### Extract provided
-------

Research Report #1 Griffin Weston
Sunday Meeting at Bahai Faith Center, Makawao.
Still reeling from the Hope Chapel thunder, I allowed several Sundays to pass lazily by until my mother showed me a calendar of remaining weeks left, thus putting the fear of Religion (150) back in my heart. After warily eying the long list of churches downtown, I randomly selected the Bahá'í Faith. They held regular Sunday services in Makawao at 8:00 am. Google Maps confirmed my suspicion that it was probably held in some guys home. My outlook at 7:30 on a rainy Sunday morning was somewhat pessimistic.
I decided to arrive slightly early, which resulted in me being the only one there for a good 10 minutes. The Bahá'í Center was a long, white building squeezed into the neighborhood surrounding Makawao Elementary. I was greeted at the door by a surprised woman holding a vacuum cleaner. I explained my situation, she explained hers, and she continued to clean up while I took off my shoes and sat quietly. The interior was also low and long, with roughly 15 cushioned chairs arranged in an oval. Old books sat in old bookshelves. A black and white photograph of an old (evidently Persian) man was on one wall, while various symbols from major world religions were on the others. A functional kitchen took up the far wall. My introspection was broken by a newcomer. It was his first time as well; a middle aged man with a knapsack from Chicago looking for a place to go Sunday mornings. We exchanged words until the arrival of our first real Bahá'í, a friendly fellow with an orchid farm shirt and muddy boots. He immediately bustled around, making coffee, turning on the lights, and learning our names. He happily launched into a brief overview of the Bahá'í Faith: Relatively new (founded in 19th century Persia) and practiced by 5 or so million followers, the Bahá'í Faith essentially agrees with all the major world religions, claiming they are all connected by the single unifying God. Spiritual and social unity, peace, and a continual forward momentum for humanity. It sounded pretty good. Every few minutes a new person would enter, adding a few words and introducing themselves to us with handshakes and smiles. People would get up for coffee, someone brought a small cake to the center table. This was not a sermon (although I was assured that some readings by Bahá'u'lláh [the founder of the Faith] would eventually occur), it was a discussion, a forum. On several occasions I was surprised to find myself the recipient of several people’s attention. They asked me questions after they answered my own.

-------

[Object outline annotations]
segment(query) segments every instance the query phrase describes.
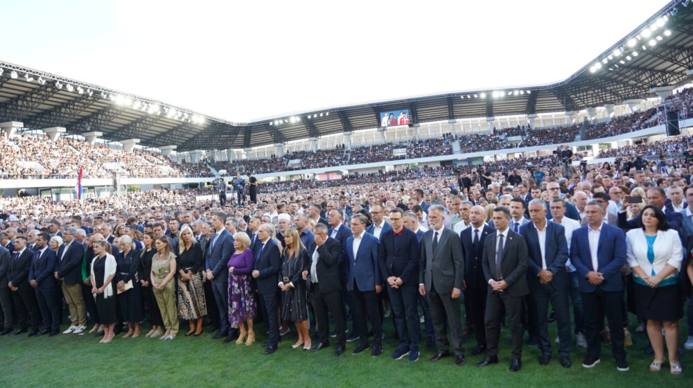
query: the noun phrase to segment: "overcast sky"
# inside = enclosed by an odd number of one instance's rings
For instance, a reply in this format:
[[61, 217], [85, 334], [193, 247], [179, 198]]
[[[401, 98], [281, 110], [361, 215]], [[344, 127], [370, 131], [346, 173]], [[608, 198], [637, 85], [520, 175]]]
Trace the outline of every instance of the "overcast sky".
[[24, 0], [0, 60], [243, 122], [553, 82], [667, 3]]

-------

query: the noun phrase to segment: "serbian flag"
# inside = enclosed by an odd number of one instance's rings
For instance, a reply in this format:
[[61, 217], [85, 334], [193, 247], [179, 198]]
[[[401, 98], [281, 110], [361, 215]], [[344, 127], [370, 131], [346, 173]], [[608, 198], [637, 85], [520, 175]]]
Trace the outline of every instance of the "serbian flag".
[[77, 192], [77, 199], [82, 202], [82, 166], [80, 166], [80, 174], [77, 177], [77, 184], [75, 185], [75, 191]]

-------

### Set of tasks
1 > Echo the passage of the research report between "Still reeling from" and "was somewhat pessimistic.", inclusive.
2 > Duplicate the lines of the listing between the lines holding "segment(query) segments every" and "[[24, 0], [0, 60], [243, 122], [553, 82], [667, 3]]", inclusive, leaving the pictures out.
The research report and the listing have no connection to each other.

### Task-by-task answers
1 >
Still reeling from the Hope Chapel thunder, I allowed several Sundays to pass lazily by until my mother showed me a calendar of remaining weeks left, thus putting the fear of Religion (150) back in my heart. After warily eying the long list of churches downtown, I randomly selected the Bahá'í Faith. They held regular Sunday services in Makawao at 8:00 am. Google Maps confirmed my suspicion that it was probably held in some guys home. My outlook at 7:30 on a rainy Sunday morning was somewhat pessimistic.

2 >
segment(query) segments every instance the query phrase describes.
query: the noun phrase to segment: "overcast sky"
# inside = enclosed by an odd number of one instance's rings
For instance, a reply in this format:
[[61, 217], [85, 334], [193, 247], [179, 198]]
[[[401, 98], [281, 110], [361, 215]], [[344, 127], [370, 131], [346, 173]], [[608, 198], [637, 85], [520, 175]]]
Trace the outline of every instance of the "overcast sky".
[[24, 0], [0, 60], [243, 122], [553, 82], [667, 3]]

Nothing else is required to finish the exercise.